Copy word for word, please, the lines of the entries below running from the one containing "Produce, for every" to the one containing "box: [256, 96, 421, 302]", both ends included.

Segmentation mask data
□ □ □ □ □

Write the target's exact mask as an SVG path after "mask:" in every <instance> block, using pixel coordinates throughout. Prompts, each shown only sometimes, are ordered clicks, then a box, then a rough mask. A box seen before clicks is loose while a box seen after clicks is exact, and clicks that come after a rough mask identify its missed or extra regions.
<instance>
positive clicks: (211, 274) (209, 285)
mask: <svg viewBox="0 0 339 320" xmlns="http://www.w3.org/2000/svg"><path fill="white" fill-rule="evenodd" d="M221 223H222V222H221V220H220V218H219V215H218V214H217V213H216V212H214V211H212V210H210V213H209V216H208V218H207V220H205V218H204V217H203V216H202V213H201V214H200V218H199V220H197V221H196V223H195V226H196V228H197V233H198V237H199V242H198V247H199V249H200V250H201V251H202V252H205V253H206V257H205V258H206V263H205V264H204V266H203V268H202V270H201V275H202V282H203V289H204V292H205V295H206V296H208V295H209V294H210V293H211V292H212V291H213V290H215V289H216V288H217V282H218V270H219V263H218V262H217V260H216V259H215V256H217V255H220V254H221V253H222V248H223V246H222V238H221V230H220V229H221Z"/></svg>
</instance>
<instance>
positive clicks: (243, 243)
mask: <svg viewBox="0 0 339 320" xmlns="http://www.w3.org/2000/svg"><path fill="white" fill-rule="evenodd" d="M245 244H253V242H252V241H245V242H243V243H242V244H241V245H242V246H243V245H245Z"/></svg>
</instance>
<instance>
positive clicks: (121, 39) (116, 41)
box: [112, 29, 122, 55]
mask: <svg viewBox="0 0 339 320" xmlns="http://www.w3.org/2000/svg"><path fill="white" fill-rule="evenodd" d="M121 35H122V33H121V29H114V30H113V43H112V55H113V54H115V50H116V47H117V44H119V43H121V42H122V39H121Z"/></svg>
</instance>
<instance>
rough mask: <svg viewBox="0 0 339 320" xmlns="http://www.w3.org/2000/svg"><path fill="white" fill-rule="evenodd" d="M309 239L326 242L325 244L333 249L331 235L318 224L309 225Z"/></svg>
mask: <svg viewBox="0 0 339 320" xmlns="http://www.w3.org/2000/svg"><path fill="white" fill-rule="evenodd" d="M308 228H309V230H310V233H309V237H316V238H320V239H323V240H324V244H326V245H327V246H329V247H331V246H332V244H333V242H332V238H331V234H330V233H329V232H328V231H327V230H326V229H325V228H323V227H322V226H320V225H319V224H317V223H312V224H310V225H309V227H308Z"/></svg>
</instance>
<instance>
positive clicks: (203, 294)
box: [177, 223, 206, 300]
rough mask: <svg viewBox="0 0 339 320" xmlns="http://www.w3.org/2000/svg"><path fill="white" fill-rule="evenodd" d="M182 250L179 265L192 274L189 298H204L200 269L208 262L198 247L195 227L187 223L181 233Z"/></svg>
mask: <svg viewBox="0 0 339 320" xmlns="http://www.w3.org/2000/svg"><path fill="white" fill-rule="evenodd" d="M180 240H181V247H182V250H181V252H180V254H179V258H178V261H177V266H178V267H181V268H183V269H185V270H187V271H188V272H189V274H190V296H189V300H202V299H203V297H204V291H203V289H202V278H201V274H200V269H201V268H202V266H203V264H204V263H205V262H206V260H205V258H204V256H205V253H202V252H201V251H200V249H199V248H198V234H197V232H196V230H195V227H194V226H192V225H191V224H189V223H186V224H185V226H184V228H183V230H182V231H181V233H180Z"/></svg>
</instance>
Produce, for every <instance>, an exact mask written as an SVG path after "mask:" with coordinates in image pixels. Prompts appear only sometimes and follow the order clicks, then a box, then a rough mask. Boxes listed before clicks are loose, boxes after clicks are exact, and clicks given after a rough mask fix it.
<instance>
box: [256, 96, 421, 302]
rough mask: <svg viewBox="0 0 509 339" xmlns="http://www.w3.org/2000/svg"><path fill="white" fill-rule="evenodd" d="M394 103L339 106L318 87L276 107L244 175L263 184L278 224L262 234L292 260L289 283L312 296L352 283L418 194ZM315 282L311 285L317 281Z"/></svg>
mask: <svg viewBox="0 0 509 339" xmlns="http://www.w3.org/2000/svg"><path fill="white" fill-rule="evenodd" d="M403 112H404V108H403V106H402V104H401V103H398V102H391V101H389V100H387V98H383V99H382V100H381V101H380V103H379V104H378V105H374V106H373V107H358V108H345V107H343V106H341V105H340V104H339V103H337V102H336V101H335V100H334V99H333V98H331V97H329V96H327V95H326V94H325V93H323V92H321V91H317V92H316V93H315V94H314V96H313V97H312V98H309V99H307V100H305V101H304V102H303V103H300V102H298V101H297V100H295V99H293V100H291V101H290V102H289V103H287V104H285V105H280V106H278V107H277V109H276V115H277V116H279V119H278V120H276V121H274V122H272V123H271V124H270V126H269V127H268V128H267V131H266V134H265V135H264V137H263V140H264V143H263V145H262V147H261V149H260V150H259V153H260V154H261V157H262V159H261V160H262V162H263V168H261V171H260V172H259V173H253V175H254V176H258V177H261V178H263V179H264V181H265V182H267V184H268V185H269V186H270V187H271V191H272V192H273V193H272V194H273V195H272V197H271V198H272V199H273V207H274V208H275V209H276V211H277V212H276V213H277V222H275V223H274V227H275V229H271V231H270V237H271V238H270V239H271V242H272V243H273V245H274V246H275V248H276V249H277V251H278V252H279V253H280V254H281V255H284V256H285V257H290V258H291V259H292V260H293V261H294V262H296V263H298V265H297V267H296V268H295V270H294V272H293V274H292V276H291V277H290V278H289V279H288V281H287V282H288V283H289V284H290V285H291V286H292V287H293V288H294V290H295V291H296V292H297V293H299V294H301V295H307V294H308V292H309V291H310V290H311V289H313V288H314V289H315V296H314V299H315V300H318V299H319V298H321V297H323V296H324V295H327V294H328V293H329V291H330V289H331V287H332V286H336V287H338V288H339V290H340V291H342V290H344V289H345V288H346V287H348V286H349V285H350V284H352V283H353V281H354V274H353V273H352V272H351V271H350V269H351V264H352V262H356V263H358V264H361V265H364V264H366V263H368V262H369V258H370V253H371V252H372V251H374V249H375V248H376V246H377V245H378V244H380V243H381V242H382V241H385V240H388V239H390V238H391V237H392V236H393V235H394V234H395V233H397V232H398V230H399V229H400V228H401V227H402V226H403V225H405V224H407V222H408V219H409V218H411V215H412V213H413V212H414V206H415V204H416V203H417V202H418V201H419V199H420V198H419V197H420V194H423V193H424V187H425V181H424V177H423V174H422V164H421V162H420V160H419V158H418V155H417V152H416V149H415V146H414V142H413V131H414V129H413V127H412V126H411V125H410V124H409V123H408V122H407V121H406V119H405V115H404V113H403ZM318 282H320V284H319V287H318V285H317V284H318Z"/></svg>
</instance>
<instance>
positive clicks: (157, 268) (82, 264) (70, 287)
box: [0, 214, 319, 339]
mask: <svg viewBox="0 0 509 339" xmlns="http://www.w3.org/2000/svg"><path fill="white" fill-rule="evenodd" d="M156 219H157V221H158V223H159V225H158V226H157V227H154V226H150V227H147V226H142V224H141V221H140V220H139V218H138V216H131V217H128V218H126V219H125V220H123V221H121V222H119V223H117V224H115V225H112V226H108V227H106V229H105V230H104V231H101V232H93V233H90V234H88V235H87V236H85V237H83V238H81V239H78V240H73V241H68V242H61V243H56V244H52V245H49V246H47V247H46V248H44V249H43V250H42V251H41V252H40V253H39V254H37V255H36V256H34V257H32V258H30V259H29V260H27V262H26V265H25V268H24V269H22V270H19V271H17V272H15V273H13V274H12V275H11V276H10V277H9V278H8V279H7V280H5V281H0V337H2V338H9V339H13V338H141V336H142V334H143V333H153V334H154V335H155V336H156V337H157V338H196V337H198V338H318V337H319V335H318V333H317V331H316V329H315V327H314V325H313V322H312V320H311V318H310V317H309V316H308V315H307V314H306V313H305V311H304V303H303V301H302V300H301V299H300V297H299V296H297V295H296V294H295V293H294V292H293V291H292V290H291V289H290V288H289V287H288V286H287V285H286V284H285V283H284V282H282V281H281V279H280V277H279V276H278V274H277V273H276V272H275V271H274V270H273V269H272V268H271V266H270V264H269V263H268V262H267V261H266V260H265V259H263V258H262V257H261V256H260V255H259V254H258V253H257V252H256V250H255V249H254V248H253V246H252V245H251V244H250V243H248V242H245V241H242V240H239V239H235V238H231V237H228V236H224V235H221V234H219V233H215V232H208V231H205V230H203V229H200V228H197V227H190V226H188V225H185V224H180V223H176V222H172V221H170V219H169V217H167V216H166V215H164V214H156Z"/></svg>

□ □ □ □ □

**Solved exercise**.
Produce, for every <instance>, an exact mask written as an SVG path after "mask:" with coordinates in image pixels. Prompts appear only sometimes and follow the order clicks, then a box, then a rough mask. Boxes listed before clicks are loose, boxes after clicks are exact, and clicks given after a rough mask fix it.
<instance>
box: [256, 96, 421, 302]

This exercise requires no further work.